─── MATERIAL SUPPLIED

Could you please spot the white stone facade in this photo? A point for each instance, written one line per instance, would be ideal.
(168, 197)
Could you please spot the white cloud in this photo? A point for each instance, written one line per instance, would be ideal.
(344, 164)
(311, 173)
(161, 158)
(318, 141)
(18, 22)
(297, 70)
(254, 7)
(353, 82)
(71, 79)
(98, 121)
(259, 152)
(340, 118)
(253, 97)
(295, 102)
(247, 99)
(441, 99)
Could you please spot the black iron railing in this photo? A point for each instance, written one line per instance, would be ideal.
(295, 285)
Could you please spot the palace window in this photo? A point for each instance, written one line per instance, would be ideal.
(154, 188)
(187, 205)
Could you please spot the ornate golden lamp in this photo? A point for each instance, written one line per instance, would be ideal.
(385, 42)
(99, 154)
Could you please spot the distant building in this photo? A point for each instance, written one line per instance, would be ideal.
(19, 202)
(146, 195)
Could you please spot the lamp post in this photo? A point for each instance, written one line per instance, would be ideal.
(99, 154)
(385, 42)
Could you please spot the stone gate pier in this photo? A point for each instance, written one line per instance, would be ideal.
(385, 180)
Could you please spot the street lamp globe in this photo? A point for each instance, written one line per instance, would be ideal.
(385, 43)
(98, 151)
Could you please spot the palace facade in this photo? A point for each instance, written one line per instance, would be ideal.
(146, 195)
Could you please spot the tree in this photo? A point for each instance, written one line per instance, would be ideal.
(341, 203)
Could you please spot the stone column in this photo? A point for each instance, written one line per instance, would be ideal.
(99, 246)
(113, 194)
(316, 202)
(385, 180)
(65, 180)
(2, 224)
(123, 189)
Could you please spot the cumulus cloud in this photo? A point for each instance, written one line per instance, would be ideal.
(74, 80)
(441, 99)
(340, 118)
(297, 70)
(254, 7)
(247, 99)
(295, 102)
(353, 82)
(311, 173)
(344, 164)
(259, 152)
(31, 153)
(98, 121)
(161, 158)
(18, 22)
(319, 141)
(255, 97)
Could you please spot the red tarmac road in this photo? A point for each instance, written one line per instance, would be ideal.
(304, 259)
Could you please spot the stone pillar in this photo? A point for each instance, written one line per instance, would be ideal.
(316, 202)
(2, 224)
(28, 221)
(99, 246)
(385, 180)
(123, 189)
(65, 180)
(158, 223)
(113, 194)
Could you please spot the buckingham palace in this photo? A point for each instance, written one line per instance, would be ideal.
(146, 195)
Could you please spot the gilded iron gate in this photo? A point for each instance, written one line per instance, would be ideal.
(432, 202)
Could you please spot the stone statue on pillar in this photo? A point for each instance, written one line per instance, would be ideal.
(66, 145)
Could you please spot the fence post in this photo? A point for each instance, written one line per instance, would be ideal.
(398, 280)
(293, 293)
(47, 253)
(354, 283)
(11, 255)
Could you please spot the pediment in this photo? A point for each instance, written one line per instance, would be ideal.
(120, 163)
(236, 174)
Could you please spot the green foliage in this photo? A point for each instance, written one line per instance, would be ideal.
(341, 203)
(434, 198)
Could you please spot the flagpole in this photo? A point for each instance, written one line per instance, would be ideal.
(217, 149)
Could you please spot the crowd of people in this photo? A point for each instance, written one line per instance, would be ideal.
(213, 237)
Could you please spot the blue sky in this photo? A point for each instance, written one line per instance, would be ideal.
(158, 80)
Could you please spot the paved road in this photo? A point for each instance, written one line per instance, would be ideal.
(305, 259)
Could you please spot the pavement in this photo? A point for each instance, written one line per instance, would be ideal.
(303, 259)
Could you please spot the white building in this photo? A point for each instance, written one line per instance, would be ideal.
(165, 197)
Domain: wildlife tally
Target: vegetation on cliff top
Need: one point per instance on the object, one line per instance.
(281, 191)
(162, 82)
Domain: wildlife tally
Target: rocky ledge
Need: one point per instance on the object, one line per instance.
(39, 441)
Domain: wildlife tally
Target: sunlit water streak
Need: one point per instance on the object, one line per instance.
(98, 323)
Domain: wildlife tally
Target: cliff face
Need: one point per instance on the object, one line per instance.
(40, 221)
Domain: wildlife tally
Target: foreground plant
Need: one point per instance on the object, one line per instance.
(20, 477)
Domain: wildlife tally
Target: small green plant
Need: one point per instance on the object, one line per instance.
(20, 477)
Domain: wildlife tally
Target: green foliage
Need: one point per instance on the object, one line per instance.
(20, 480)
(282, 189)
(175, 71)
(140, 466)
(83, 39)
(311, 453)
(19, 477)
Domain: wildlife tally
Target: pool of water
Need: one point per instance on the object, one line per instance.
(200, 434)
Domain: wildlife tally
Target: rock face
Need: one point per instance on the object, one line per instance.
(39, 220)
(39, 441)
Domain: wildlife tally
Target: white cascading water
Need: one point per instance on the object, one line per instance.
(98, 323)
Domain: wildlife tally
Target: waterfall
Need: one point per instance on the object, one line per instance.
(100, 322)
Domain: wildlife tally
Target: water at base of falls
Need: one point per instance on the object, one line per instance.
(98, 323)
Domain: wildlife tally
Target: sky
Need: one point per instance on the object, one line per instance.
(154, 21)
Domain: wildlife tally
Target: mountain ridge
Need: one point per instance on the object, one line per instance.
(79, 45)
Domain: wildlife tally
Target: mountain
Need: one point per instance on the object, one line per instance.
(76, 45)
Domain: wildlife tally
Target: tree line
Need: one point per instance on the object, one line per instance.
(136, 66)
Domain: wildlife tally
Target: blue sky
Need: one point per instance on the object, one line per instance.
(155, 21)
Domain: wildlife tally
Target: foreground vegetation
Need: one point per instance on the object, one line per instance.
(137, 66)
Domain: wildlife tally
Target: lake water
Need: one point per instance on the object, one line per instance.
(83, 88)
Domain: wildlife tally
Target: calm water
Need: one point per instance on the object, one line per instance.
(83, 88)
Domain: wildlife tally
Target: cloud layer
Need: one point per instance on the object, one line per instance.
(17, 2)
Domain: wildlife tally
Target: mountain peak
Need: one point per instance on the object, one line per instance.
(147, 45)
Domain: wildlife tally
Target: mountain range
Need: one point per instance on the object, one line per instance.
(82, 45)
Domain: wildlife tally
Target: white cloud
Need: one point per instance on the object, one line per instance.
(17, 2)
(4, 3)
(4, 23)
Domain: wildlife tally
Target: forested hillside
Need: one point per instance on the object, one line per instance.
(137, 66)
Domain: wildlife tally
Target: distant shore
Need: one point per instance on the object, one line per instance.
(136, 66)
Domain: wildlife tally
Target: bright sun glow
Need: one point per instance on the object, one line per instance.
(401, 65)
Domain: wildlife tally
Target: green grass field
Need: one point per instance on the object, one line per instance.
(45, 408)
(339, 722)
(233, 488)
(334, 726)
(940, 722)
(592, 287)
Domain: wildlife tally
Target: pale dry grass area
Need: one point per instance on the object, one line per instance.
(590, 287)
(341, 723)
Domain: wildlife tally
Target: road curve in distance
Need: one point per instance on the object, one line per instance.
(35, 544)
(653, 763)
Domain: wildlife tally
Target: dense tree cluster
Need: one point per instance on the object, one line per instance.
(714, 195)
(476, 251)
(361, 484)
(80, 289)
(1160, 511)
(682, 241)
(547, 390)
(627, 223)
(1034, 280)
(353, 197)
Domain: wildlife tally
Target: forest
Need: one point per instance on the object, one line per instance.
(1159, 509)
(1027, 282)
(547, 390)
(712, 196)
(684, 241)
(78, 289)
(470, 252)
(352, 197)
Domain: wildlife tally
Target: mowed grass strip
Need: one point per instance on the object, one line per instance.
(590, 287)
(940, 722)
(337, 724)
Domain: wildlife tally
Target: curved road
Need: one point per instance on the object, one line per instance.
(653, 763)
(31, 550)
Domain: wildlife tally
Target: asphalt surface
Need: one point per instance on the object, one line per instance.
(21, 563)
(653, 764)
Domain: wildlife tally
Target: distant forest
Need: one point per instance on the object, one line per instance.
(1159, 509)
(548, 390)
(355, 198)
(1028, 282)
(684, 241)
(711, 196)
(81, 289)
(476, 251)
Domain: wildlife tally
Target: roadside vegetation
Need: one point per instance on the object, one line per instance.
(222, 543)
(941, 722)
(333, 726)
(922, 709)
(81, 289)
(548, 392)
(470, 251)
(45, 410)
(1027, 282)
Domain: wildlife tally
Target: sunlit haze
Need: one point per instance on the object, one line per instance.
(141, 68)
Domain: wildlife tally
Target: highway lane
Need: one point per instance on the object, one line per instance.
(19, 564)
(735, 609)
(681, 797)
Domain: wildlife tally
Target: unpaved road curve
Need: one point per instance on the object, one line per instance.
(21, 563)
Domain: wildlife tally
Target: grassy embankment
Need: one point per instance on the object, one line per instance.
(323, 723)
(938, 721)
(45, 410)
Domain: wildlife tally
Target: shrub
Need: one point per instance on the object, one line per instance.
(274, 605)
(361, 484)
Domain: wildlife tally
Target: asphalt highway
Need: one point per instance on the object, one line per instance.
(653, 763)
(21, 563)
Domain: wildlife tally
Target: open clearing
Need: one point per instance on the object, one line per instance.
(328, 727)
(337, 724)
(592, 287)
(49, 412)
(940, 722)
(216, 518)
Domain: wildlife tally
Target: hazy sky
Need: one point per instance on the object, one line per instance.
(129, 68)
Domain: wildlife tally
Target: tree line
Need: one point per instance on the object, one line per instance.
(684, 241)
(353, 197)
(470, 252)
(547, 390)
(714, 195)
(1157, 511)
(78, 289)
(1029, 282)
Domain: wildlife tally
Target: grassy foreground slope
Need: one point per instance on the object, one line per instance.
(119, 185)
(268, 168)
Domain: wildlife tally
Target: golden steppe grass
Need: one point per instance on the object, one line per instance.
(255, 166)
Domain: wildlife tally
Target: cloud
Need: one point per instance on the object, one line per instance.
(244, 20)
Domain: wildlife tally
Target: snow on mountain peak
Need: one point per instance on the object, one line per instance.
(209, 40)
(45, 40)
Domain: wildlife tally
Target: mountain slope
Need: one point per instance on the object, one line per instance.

──────

**DIRECTIONS**: Your answer should be a single number, namely how many lines of the data above hold "mountain".

**EXERCISE SOLUTION**: 6